**Goal:** Starting with the line that contains "Target: rear taillight" and continuing through the last line of the data below, set out those lines as a numbered list, omitting any blank lines.

**Information provided:**
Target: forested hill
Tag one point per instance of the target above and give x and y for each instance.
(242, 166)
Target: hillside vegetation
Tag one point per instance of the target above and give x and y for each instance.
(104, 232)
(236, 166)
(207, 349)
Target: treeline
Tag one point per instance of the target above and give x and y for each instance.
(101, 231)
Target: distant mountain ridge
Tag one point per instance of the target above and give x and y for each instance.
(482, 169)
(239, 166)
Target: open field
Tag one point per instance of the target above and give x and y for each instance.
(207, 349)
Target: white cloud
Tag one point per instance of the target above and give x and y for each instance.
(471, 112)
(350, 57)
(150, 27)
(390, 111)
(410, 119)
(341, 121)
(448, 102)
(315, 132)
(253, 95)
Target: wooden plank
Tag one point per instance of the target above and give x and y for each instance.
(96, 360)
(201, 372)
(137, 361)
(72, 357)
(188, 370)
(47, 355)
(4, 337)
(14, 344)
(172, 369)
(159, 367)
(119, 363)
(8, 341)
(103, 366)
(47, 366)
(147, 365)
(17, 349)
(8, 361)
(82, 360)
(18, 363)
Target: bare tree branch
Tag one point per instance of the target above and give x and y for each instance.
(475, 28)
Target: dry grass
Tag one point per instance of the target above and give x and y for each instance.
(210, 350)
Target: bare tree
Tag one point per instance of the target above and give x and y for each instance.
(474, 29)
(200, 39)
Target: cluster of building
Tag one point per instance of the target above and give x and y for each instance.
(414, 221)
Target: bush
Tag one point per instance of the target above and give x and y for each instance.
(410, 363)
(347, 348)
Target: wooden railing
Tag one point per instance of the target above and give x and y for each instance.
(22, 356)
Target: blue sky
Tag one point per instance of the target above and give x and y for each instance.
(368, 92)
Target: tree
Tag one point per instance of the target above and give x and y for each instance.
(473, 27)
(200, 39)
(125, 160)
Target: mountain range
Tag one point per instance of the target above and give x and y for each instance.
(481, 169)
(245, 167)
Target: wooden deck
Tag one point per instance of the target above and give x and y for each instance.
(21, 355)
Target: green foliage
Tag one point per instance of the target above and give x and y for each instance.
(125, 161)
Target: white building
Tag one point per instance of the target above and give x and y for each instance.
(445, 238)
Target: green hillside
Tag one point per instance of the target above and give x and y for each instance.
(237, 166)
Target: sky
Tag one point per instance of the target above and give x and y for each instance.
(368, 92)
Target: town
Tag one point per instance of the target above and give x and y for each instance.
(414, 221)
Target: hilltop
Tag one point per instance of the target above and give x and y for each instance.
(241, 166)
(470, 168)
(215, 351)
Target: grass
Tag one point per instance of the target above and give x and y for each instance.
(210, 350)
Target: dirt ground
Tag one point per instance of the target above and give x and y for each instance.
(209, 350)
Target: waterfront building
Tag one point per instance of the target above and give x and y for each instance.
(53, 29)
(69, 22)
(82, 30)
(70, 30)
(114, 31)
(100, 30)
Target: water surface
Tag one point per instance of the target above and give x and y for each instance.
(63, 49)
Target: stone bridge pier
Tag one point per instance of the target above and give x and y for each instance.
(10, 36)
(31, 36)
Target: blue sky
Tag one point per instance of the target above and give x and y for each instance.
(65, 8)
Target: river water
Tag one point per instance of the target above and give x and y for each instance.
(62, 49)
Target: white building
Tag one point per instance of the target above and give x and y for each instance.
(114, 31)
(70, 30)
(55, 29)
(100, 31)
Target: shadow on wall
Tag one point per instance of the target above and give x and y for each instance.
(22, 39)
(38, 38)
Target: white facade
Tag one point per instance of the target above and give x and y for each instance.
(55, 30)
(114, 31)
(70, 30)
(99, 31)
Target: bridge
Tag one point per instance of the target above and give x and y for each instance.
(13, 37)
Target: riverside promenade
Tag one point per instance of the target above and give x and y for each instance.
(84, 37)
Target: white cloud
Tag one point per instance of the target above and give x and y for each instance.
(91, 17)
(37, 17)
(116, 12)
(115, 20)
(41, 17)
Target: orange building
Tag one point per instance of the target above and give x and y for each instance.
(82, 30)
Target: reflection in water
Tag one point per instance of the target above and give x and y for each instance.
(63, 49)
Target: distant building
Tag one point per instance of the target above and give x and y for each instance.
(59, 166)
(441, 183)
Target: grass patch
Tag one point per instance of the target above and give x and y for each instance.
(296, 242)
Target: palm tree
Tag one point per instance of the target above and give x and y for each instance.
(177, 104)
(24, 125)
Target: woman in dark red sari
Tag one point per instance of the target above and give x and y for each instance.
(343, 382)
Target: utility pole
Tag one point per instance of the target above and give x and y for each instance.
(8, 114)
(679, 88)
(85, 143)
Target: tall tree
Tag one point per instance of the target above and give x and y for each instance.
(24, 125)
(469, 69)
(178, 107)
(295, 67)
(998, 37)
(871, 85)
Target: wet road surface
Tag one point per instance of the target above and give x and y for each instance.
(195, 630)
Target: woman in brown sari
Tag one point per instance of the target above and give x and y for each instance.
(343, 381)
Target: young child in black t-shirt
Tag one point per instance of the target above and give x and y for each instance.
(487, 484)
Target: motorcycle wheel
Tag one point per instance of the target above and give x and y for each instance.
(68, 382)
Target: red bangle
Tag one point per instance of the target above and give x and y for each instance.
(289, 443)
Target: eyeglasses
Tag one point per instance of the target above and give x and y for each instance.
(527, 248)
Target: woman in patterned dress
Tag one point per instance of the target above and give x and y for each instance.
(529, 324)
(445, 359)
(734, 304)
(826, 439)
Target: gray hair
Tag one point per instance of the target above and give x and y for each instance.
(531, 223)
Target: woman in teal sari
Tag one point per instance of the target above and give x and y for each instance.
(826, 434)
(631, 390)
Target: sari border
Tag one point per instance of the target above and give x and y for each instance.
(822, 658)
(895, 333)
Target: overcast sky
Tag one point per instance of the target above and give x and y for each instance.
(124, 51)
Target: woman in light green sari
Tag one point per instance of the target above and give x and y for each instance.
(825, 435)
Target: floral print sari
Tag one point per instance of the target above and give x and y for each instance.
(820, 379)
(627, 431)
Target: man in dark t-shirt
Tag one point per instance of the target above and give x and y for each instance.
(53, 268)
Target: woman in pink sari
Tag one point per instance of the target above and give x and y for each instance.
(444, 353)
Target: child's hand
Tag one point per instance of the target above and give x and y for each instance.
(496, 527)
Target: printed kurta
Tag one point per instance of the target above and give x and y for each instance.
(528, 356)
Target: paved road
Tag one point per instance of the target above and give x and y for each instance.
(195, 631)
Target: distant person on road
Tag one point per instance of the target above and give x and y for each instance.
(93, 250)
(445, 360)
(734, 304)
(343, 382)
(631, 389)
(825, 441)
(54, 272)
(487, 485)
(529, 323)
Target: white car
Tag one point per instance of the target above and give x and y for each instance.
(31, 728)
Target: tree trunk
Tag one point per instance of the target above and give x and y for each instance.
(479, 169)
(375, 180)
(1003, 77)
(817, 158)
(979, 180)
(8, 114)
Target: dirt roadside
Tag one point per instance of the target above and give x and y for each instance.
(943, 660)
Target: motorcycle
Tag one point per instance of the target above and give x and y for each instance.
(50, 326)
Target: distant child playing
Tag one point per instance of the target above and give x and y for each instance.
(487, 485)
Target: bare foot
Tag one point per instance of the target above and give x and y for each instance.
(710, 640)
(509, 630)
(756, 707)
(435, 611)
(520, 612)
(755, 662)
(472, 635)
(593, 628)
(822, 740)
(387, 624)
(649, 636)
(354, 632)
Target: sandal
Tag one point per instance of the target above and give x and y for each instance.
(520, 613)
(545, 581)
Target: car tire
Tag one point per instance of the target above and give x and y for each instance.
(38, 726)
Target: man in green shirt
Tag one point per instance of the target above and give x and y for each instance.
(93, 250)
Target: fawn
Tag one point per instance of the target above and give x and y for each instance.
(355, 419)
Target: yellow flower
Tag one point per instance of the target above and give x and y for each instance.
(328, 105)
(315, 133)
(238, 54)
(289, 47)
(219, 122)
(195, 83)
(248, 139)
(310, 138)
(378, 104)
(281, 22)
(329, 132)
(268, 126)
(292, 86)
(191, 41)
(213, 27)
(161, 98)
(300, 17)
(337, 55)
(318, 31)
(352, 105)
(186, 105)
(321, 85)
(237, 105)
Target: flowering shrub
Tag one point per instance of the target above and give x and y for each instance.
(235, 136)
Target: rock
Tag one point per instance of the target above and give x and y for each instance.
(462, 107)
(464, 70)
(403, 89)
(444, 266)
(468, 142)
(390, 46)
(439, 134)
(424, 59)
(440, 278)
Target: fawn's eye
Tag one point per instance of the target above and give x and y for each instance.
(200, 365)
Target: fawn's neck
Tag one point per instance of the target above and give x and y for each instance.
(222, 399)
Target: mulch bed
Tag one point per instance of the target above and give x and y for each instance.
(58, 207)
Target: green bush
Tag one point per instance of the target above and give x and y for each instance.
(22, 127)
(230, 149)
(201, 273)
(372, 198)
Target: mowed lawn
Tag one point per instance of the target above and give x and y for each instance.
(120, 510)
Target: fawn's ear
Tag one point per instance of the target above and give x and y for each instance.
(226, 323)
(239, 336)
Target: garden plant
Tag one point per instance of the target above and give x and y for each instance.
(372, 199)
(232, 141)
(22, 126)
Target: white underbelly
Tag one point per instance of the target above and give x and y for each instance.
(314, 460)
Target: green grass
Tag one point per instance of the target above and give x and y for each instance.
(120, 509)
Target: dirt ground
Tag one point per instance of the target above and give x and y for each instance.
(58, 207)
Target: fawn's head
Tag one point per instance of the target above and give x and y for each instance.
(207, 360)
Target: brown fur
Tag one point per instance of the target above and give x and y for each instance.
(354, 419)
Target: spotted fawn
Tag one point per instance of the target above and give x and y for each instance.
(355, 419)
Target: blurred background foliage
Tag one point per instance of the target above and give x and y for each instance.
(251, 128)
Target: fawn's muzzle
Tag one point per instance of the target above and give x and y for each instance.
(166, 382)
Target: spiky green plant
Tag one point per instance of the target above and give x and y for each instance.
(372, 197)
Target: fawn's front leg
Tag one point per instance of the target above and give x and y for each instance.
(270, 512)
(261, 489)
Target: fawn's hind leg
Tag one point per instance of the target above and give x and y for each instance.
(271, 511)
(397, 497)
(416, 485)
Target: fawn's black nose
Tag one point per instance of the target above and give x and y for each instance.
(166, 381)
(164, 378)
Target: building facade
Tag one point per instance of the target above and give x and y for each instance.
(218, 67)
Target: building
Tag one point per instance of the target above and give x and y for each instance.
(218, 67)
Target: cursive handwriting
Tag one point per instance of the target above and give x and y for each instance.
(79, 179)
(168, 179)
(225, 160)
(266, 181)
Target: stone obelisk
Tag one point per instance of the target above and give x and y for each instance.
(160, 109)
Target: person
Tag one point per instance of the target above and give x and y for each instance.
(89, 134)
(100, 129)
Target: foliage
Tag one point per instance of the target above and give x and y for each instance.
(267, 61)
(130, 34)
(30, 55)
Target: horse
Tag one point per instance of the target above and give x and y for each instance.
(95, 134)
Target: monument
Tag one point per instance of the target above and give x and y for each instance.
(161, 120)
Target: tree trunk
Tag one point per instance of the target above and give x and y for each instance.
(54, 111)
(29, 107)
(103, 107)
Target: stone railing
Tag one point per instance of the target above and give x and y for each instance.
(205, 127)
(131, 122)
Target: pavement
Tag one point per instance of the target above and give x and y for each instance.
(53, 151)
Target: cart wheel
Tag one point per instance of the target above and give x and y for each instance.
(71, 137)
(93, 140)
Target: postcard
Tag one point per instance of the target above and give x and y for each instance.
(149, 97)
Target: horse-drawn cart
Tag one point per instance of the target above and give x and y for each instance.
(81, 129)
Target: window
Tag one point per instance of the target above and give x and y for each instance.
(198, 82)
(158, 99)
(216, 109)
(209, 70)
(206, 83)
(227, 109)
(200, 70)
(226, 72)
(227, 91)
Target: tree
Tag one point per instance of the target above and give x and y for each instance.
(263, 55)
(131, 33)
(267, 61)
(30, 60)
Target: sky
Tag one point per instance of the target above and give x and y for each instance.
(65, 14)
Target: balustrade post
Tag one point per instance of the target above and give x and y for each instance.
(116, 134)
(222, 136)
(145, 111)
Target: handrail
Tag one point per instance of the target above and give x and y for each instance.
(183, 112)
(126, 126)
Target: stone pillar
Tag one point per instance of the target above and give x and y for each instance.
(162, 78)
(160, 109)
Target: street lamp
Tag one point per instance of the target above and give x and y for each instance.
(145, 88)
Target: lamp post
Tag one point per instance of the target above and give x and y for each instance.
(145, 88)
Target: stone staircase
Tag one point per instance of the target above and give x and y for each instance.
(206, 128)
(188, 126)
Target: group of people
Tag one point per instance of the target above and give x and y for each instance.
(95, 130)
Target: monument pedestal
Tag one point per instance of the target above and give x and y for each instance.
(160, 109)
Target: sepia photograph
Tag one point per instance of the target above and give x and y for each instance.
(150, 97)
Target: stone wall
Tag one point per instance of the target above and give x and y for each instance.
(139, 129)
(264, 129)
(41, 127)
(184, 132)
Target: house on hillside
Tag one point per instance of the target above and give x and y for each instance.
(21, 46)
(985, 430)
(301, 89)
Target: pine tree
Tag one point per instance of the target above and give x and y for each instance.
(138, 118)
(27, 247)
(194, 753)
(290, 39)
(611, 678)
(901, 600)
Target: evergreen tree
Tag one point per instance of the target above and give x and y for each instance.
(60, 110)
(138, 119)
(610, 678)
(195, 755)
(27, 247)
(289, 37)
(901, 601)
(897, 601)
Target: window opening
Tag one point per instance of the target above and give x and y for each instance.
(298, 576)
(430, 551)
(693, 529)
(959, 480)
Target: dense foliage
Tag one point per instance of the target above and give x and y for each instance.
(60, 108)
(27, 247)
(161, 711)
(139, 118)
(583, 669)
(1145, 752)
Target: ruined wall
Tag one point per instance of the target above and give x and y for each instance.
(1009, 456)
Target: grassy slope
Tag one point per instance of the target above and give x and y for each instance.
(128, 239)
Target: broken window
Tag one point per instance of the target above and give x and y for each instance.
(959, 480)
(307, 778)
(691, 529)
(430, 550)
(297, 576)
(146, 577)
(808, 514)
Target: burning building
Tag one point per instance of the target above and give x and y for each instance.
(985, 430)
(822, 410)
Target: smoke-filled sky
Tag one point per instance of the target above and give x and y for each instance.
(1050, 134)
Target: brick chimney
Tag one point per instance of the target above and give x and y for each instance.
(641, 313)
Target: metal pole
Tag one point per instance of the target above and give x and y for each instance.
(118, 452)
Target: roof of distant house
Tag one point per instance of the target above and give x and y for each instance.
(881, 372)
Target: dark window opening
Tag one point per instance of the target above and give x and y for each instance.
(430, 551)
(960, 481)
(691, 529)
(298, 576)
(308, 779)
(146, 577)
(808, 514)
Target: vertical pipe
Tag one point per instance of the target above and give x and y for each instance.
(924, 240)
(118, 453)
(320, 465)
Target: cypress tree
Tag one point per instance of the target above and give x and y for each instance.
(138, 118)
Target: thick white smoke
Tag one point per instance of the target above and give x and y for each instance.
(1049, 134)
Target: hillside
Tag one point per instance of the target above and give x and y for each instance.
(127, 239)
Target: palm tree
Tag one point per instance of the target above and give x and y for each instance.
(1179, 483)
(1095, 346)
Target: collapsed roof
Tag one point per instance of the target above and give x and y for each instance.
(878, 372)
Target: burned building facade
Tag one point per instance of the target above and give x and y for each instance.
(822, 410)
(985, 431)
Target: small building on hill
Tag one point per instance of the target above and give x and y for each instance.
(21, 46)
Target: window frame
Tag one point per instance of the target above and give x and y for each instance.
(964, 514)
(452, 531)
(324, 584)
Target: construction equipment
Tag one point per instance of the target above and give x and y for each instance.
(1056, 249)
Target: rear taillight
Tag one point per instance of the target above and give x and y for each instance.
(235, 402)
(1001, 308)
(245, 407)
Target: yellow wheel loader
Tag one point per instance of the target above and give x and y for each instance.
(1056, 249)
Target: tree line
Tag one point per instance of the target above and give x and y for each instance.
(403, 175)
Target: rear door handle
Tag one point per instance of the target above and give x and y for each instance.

**Worked answer:**
1. Target: rear taillight
2. Tag one point per instance of the target above and give x and y for each instance.
3. (235, 402)
4. (1001, 308)
5. (245, 407)
6. Target: yellow wheel loader
7. Tag one point per instance of the target above and give x and y for each instance.
8. (1056, 249)
9. Target: tree line
10. Tag one point per instance of the target above and give x and y for each instance.
11. (403, 175)
12. Target: rear door handle
13. Tag one point per instance of the target above and give x and y for each instance.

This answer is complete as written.